Given exercise:
Print each of the rows below verbatim, without changing a single character.
++++++++++++++++++++
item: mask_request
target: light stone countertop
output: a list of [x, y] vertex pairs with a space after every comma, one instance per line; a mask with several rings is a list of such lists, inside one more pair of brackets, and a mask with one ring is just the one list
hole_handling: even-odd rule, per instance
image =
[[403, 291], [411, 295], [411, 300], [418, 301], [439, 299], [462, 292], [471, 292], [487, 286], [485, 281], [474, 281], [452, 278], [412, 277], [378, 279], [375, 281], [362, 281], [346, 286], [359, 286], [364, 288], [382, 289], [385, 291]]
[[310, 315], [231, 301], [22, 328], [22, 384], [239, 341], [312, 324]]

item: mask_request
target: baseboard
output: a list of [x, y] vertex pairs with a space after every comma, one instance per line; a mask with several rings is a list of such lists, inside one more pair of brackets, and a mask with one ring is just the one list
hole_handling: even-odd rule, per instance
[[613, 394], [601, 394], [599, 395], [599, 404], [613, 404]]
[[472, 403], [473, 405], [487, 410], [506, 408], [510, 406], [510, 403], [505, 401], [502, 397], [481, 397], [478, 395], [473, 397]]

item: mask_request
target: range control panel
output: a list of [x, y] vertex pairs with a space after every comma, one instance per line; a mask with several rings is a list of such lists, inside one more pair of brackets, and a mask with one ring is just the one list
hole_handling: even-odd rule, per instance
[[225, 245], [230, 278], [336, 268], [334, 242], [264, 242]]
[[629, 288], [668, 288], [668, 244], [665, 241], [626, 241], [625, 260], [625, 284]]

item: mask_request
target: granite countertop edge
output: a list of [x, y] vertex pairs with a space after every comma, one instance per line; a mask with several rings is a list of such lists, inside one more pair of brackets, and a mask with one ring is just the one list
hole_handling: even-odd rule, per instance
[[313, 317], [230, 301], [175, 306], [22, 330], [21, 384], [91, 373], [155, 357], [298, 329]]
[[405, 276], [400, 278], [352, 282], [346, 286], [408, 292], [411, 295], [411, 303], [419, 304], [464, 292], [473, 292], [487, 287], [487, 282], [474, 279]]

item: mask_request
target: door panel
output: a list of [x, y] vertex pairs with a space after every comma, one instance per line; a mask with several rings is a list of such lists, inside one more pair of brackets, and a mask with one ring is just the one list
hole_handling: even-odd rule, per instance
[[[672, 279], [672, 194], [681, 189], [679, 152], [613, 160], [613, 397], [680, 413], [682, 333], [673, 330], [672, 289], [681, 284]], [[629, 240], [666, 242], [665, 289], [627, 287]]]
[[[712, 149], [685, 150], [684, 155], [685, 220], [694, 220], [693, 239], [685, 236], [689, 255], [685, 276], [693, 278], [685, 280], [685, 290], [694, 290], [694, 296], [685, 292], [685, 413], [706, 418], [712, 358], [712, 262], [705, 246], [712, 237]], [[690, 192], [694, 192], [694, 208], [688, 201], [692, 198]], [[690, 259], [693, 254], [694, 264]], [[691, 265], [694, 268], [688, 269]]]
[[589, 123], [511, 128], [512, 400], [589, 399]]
++++++++++++++++++++
The reply:
item: mask_request
target: light stone countertop
output: a list of [x, y] vertex pairs with a space after every comma, one instance per line; a mask with several rings is a list of such lists, inside one more pair of brackets, and a mask with one ring is just the one list
hole_handling: even-odd rule, per instance
image =
[[403, 291], [411, 295], [411, 300], [418, 301], [439, 299], [462, 292], [471, 292], [487, 286], [485, 281], [474, 281], [452, 278], [412, 277], [378, 279], [375, 281], [362, 281], [346, 286], [359, 286], [364, 288], [382, 289], [385, 291]]
[[310, 315], [231, 301], [22, 328], [22, 384], [239, 341], [312, 324]]

item: mask_request
target: baseboard
output: a list of [x, y] vertex pairs with a space after every comma, one instance per line; a mask with several rings is a list of such lists, inside one more pair of brackets, and a mask with one ring is just the one list
hole_handling: even-odd rule, per instance
[[613, 394], [601, 394], [599, 395], [599, 404], [613, 404]]
[[472, 403], [473, 405], [487, 410], [506, 408], [510, 406], [510, 403], [505, 401], [502, 397], [481, 397], [478, 395], [473, 397]]

item: mask_request
target: range control panel
output: a list of [x, y] vertex pairs with a space after every comma, one instance per line; a mask with several rings is a list of such lists, inside one more pair of brackets, and a mask with one ring is just the one list
hole_handling: even-odd rule, per instance
[[225, 245], [230, 278], [336, 268], [334, 242], [264, 242]]
[[629, 288], [668, 288], [668, 244], [665, 241], [626, 241], [625, 260], [625, 284]]

item: mask_request
target: granite countertop edge
output: a list of [x, y] vertex pairs with a space after every comma, one instance per line; a mask with several rings is a list of such lists, inside one more pair of brackets, and a mask with one ring is just the one list
hole_handling: even-odd rule, per instance
[[313, 317], [230, 301], [175, 306], [22, 330], [21, 384], [91, 373], [155, 357], [298, 329]]
[[405, 276], [400, 278], [352, 282], [346, 286], [408, 292], [411, 295], [411, 303], [419, 304], [464, 292], [473, 292], [487, 287], [487, 282], [474, 279]]

item: mask_request
target: door panel
output: a list of [x, y] vertex pairs with a space after every comma, one instance per line; a mask with several rings is a list of such lists, inside one more pair of brackets, and a mask with one ring is just the one list
hole_handling: even-odd rule, per instance
[[[672, 279], [672, 194], [681, 189], [679, 152], [613, 160], [613, 397], [680, 413], [682, 333], [673, 330], [672, 289], [681, 284]], [[629, 240], [666, 242], [665, 289], [627, 287]]]
[[[712, 149], [685, 150], [684, 155], [685, 220], [694, 220], [693, 239], [685, 236], [689, 255], [685, 276], [693, 278], [685, 280], [685, 290], [694, 290], [694, 296], [685, 292], [685, 413], [706, 418], [712, 358], [712, 262], [705, 246], [712, 237]], [[690, 192], [694, 192], [694, 208], [688, 201], [692, 198]], [[690, 259], [693, 254], [694, 264]], [[691, 265], [694, 268], [688, 269]]]
[[589, 123], [511, 128], [512, 400], [589, 399]]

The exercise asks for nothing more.